◆ **ESTRATTO SCELTO**:
——————————
In conclusione Petrini ha letto una lettera aperta sull’Expo, scritta in collaborazione con Ermanno Olmi e Don Ciotti. Un’esigenza nata dalla preoccupazione che l’esposizione universale sia solamente l’occasione per parlare e promuovere il cibo come merce, senza affrontare concretamente questo argomento e le sue innumerevoli implicazioni. «Non si può rimanere passivi di fronte all'avvelenamento delle fonti di cibo provocato dalle spregiudicate economie globali che, per un falso concetto di modernità, giustificano ogni stoltezza» scrivono i tre. «Oggi la fame che perseguita grandi parti di mondo, determina migrazioni epocali, bibliche. Il Mediterraneo ogni giorno è tomba di una disperata umanità che cerca di superare i confini visibili e invisibili che la privano del cibo quotidiano. (…) A partire da queste dissonanze ormai intollerabili, nasce il nostro bisogno di lanciare un appello affinché l’Expo non si riduca a un’esposizione senz’anima, dove si enunciano vasti programmi e nobili intenzioni, mentre si tace sulla povertà e le ingiustizie che opprimono la vita di milioni di persone». Un dibattito collettivo non più moralmente rinviabile, un modo di mettere a dimora un seme che possa crescere rigoglioso: il seme del buon senso e della dignità di ogni abitante della terra. L’Expo dovrebbe così diventare occasione per tutti gli uomini di buona volontà, per condividere il proprio cibo, con la coscienza che è anche e sempre quello degli altri: «C’è un destino comune che ci attende e uniti acquisteremo coscienza di popolo, di un'unica umanità».
——————————
◆ **DATI**:
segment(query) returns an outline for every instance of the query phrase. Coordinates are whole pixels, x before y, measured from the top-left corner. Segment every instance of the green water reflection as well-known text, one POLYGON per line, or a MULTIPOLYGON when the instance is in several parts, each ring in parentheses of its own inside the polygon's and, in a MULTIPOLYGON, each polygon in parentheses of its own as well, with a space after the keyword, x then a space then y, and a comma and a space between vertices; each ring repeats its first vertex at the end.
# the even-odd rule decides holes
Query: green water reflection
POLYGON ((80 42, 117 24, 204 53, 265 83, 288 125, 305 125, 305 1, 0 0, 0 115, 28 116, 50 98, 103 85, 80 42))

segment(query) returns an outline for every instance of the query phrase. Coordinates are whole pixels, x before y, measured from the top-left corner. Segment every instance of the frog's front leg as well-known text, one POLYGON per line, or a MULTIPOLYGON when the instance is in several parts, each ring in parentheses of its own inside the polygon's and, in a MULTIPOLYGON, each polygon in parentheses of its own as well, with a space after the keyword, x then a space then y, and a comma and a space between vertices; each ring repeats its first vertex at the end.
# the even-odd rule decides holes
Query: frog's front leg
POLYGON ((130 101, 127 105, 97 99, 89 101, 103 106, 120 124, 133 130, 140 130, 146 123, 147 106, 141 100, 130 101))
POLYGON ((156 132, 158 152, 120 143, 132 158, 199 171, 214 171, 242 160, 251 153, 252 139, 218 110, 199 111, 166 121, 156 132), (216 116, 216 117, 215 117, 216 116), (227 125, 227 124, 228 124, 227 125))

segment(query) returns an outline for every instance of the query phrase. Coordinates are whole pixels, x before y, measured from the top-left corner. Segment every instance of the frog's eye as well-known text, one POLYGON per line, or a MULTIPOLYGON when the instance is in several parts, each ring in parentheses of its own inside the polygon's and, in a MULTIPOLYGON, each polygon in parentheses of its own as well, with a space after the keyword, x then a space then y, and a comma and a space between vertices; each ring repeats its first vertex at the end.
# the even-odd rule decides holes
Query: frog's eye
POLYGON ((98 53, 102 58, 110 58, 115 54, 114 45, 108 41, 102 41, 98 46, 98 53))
——————————
◆ **CONSEGNA A**:
Nell'estratto sull'Expo, insieme a chi Petrini ha scritto la lettera aperta?
◆ **CONSEGNA B**:
Conta le righe dei dati in cui compare la parola "water" e riporta soltanto il numero.

◆ **SOLUZIONE SCRITTA A**:
Insieme a Ermanno Olmi e Don Ciotti.

◆ **SOLUZIONE SCRITTA B**:
2